### Given exercise 1:
In the coffee discussion, which city is called the "supposedly espresso capitol of the US"?
### Given exercise 2:
Translate this sentence from the coffee discussion into Spanish: "Corporate america is looking for the fast cheap buck, but coffee america is still looking for quality."
### Given exercise 3:
Write out the coffee discussion word for word from "I do believe" to "looking for quality.".

Walmart is a great example. They started out buying american, then in their endeavors to 'get it cheaper'.. (not to mention the old man kicking the bucket and the kids taking over).. everything goes to the lowest bidder now, and we seen where that takes us with all the recalls from chineese products.

I don't see good coffee dying totally, it will always have it's niche place but getting it in a store on the shelf.... good luck.

Aaron
Especially well said in noticing such consideration and we can even apply this to most finery within the US and the notorious name we are making for ourselves- but this is coffee so let's talk coffee. It is wonderful to be passionate about anything and I find the "bean" to be a most exciting and intriguing investment- espeically from a more personal perspective. While at home seems to be the only place now where I can raise my standards of appreciation and finery of hobby to the bar I feel more impressive, I go out into the public of even Seattle Wa- supposedly espresso capitol of the US? - and feel quite dissappointed and bombarded by shitty lattes and the over pricing. Whatever happened to soulful investment? Now it seems cold and money driven. Edward Bransten- interesting I will look this man up in indulgent pursuit. I am pleased that there is someone out there expressing such recognization
-then where would you fine the finest of the bean if not on the shelf?
See, a BIG part of the problem here Skip is, YOU know better, you know a good cup of coffee, a good espresso, a good latte, etc from a cup of sewage regurgitated from a mermaid. Most of the general public doesn't because mass money spent on mass marketing has convinced these people that the raw sewage they drink *IS* truly the nectar of the gods. Then the spin off shops think *that* is the real thing and try to emulate it.

Fortunately, there are enough people who do know a good cup of coffee when they taste it, many of whom will continue to buy their own greens and roast them, to keep the farmers in business who will keep growing this premium coffee for those who truly appreciate it. There are also enough people who have taken the venture to open their own small little coffee shops to challenge the big enities and provide that great coffee to those who will appreciate it.

Will we turn the masses from starbucks, err, no, most just don't care, they are in too much of a hurry and just want their cup to preen their 'status symbol' to like minded individuals, and be on their way to wherever. Starbucks knows this and will market the crap out of it too. Can't really blame them to be honest, it's capitalism at it's finest, if the people want the product, and are willing to pay the prices, then by all means, give it to them.

I do believe the true homeroasting 'cult' ... is growing and more and more you will find out of the way coffee shops who are doing it the right way, and if you can get past the hype and hypocricy, you can occasionally find a good cuppa joe. Corporate america is looking for the fast cheap buck, but coffee america is still looking for quality.

Aaron
Now, I am just going to step in the mud here, I just know it. Here goes anyway.

Perhaps better to point out my train of thought with a question.

How much coffee flavor does one get from any of our delightful lattes or cappuccinos?

There is a world of difference between an excellent cup of coffee and one of those beautiful drinks that the latte artists are creating for us.

The 'sweet tooth' in everyone has many people convinced that those works of art are a bench mark in quality coffee.

### Listed records:
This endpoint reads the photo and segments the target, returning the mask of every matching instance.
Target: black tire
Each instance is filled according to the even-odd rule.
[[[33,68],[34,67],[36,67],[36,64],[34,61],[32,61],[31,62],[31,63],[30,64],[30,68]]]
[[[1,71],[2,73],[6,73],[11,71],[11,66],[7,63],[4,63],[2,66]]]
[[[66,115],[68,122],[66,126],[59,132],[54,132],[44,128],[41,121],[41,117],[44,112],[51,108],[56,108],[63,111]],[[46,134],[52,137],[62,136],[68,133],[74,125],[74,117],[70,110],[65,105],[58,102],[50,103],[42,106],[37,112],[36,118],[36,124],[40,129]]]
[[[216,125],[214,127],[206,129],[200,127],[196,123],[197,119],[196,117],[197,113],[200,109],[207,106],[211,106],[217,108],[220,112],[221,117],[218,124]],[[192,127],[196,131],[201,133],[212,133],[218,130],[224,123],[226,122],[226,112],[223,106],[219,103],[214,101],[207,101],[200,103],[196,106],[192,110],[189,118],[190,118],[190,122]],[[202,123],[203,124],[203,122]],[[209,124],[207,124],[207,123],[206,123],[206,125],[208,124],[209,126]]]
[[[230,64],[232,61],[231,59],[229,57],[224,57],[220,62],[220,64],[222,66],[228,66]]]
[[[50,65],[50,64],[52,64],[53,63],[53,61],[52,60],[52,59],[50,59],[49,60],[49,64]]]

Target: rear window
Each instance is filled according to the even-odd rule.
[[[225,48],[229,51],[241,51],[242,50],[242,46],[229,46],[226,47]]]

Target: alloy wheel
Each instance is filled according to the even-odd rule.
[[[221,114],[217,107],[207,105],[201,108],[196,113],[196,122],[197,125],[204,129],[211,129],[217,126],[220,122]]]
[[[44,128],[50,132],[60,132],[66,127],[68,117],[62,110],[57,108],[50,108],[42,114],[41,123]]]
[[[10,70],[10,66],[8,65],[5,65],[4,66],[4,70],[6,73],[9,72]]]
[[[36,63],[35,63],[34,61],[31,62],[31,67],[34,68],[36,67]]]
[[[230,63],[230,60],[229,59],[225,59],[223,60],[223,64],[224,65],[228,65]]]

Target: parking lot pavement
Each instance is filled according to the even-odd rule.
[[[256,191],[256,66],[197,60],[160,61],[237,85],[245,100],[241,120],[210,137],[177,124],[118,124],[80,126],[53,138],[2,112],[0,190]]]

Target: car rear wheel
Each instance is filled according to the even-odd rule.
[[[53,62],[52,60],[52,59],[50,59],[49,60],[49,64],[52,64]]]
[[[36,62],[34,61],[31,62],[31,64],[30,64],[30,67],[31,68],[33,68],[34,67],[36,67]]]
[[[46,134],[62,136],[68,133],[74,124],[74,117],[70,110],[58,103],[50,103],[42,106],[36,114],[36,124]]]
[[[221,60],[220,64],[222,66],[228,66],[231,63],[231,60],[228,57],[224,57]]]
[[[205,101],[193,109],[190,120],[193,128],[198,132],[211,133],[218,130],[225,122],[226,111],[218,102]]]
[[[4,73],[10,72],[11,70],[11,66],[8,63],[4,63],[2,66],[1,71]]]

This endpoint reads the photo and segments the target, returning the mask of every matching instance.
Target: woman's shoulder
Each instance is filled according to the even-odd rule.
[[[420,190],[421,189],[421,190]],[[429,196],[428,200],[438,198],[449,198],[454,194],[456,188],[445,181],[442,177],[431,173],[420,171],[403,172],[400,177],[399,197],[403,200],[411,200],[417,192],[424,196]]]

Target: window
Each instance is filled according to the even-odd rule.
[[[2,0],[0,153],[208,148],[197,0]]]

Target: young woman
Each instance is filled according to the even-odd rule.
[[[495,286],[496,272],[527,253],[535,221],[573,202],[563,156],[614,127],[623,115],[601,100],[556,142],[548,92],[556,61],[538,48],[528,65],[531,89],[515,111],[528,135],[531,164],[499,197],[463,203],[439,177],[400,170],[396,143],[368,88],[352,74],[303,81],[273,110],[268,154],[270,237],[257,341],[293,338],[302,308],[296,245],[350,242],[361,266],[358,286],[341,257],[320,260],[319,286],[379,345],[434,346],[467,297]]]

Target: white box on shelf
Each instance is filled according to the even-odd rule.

### Written response 1:
Seattle, Wa.

### Written response 2:
La América corporativa busca el dinero rápido y fácil, pero la América del café sigue buscando calidad.

### Written response 3:
I do believe the true homeroasting 'cult' ... is growing and more and more you will find out of the way coffee shops who are doing it the right way, and if you can get past the hype and hypocricy, you can occasionally find a good cuppa joe. Corporate america is looking for the fast cheap buck, but coffee america is still looking for quality.